■ **Text provided**
BEGIN
# Where should my puppy sleep?



## Brum (Sep 28, 2017)

I'm bringing home an 8 week old puppy tomorrow and I'm very excited! I've bought a crate a bed for my puppy but I cannot figure out where to keep them in my house. I live in a townhouse where our bedroom is upstairs while the dining and living room are downstairs.

My breeder said I should not sleep my puppy in the bedroom as he may wake up to our sounds night and the puppy will have a disturbed sleep. But how will I know of my puppy is whining or crying at night if he's sleeping downstairs? 

Also, if he doesn't start going inside a crate right away I might have to sleep in his new bed. But what if he wakes up and knocks over something or hurts himself at night if he's not contained?

If the puppy should sleep in our bedroom, should it be in a crate? Do we need two crates or lug the same one up and downstairs every day for bedtime? 

I'm very confused about this as I want to know if my puppy is crying at night cos housebreaking could be tough. Any suggestions are welcome! Thank you for reading this!


----------



## LynnC (Nov 14, 2015)
END
■ **Recorded information**
BEGIN
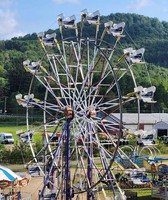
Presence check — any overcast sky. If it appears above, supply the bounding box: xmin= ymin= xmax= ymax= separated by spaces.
xmin=0 ymin=0 xmax=168 ymax=40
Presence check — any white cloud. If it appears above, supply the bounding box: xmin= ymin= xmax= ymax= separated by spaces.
xmin=53 ymin=0 xmax=80 ymax=4
xmin=128 ymin=0 xmax=151 ymax=11
xmin=0 ymin=0 xmax=12 ymax=8
xmin=0 ymin=0 xmax=21 ymax=39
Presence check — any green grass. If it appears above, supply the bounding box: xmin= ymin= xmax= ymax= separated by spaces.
xmin=0 ymin=124 xmax=42 ymax=144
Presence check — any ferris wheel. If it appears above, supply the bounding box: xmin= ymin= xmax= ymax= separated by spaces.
xmin=16 ymin=10 xmax=155 ymax=200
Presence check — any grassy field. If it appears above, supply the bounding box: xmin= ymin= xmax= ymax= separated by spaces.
xmin=0 ymin=124 xmax=40 ymax=144
xmin=0 ymin=124 xmax=167 ymax=200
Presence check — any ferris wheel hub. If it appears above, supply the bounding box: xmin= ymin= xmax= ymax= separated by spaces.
xmin=64 ymin=107 xmax=74 ymax=118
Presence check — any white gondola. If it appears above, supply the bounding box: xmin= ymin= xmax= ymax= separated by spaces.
xmin=124 ymin=48 xmax=145 ymax=64
xmin=134 ymin=86 xmax=156 ymax=103
xmin=23 ymin=60 xmax=41 ymax=74
xmin=105 ymin=21 xmax=125 ymax=37
xmin=86 ymin=10 xmax=100 ymax=25
xmin=42 ymin=33 xmax=56 ymax=46
xmin=16 ymin=94 xmax=43 ymax=107
xmin=57 ymin=14 xmax=77 ymax=29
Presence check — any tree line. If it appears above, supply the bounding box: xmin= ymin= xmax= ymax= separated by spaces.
xmin=0 ymin=13 xmax=168 ymax=114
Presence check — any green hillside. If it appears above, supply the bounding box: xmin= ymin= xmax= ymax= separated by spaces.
xmin=0 ymin=13 xmax=168 ymax=114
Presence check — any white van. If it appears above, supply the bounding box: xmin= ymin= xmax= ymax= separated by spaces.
xmin=0 ymin=132 xmax=14 ymax=144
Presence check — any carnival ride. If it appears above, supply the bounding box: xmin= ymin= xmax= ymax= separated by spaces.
xmin=0 ymin=165 xmax=30 ymax=199
xmin=16 ymin=10 xmax=158 ymax=200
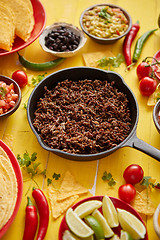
END
Do these statements agree with the forum post about where a puppy should sleep? Answer yes or no for each, quoting the deciding words from the post. (a) The breeder advised against having the puppy sleep in the bedroom. (b) The bedroom is on the same floor as the living room. (c) The writer has not yet bought a crate.

(a) Yes: "My breeder said I should not sleep my puppy in the bedroom"
(b) No: "our bedroom is upstairs while the dining and living room are downstairs"
(c) No: "I've bought a crate"